--- REQUIRED ACTION A ---
In the splenectomy extract, what annual transfusion volume may indicate the presence of hypersplenism?
--- REQUIRED ACTION B ---
Revise the splenectomy extract from "Splenectomy is indicated" up to and including "indication for surgery.", replacing "surgery" with "splenectomy".

--- SOURCE EXTRACT ---
This is from the Standard of Care Guidelines for Thalassemia which are attached as a pdf file to the post at
 http://www.thalassemiapatientsandfriends.com/index.php?topic=1762.msg14639#msg14639

Quote
4.5 Splenectomy
The use of splenectomy in thalassemia has declined in
recent years
. This is partly due to a decreased prevalence
of hypersplenism in adequately transfused patients.
There is also an increased appreciation of the adverse
effects of splenectomy on blood coagulation. In general,
splenectomy should be avoided unless absolutely indicated.
Splenectomy is indicated in the transfusion-dependent
patient when hypersplenism increases blood transfusion
requirement and prevents adequate control of body iron
with chelation therapy. An enlarged spleen—without an
associated increase in transfusion requirement—is not
necessarily an indication for surgery.
Patients with hypersplenism
may have moderate to enormous splenomegaly,
and some degree of neutropenia or thrombocytopenia
may be present.
Annual transfusion volume exceeding 225 to 250 mL/kg
per year with packed red blood cells (hematocrit 75 percent)
may indicate the presence of hypersplenism. The
volume calculation should be corrected if the average
hematocrit is less than 75 percent. The possible development
of alloantibody should also be ruled out.

--- DATA EXCERPTS ---
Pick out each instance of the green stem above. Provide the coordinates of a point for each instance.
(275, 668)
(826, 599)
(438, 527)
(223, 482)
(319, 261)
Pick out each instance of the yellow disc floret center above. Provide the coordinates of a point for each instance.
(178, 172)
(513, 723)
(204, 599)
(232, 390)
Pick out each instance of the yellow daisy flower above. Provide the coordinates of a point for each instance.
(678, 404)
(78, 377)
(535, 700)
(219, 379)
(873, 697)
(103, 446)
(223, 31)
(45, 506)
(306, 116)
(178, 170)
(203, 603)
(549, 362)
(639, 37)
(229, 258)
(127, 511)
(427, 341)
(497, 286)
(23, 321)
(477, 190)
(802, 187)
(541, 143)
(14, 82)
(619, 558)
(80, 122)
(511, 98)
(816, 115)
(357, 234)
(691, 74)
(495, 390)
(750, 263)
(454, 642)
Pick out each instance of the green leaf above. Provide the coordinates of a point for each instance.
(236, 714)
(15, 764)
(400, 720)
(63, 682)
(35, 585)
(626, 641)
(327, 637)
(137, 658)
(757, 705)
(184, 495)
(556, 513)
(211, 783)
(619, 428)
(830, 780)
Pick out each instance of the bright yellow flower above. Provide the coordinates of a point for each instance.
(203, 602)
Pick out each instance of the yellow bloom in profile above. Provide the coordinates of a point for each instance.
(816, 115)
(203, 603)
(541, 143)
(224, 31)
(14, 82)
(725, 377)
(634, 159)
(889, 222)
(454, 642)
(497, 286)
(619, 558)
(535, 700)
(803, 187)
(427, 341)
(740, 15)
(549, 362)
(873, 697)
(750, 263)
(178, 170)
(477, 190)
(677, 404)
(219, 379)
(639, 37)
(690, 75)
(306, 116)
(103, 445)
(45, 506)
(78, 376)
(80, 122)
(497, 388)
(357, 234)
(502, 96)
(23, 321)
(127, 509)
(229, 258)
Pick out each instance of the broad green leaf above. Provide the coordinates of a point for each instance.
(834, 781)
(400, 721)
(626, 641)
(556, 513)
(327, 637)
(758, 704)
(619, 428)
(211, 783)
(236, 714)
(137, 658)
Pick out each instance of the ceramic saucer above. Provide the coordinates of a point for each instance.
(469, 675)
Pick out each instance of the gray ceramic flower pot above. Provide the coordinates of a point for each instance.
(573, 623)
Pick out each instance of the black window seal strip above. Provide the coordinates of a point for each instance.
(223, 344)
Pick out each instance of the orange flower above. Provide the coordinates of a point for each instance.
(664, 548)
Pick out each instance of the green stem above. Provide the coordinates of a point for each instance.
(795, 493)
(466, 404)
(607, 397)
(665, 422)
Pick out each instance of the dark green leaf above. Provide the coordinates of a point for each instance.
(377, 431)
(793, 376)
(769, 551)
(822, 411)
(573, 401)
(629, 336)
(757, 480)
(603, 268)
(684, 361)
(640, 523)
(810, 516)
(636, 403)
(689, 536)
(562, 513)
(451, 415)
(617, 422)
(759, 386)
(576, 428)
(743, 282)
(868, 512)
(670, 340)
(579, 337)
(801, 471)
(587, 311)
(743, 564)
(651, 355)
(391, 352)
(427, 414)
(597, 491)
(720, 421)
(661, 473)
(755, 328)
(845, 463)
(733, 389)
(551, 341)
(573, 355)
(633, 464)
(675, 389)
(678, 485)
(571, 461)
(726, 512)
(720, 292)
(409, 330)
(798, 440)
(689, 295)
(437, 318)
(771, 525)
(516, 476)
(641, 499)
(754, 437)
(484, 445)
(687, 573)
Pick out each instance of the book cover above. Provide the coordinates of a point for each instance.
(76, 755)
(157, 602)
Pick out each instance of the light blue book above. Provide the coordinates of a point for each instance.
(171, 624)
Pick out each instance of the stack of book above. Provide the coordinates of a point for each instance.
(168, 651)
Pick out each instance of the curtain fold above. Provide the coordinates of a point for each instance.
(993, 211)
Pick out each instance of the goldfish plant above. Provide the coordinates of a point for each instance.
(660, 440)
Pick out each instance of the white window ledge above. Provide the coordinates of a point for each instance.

--- WRITTEN SOLUTION A ---
More than 225 to 250 mL/kg per year of packed red blood cells (hematocrit 75 percent).

--- WRITTEN SOLUTION B ---
Splenectomy is indicated in the transfusion-dependent
patient when hypersplenism increases blood transfusion
requirement and prevents adequate control of body iron
with chelation therapy. An enlarged spleen—without an
associated increase in transfusion requirement—is not
necessarily an indication for splenectomy.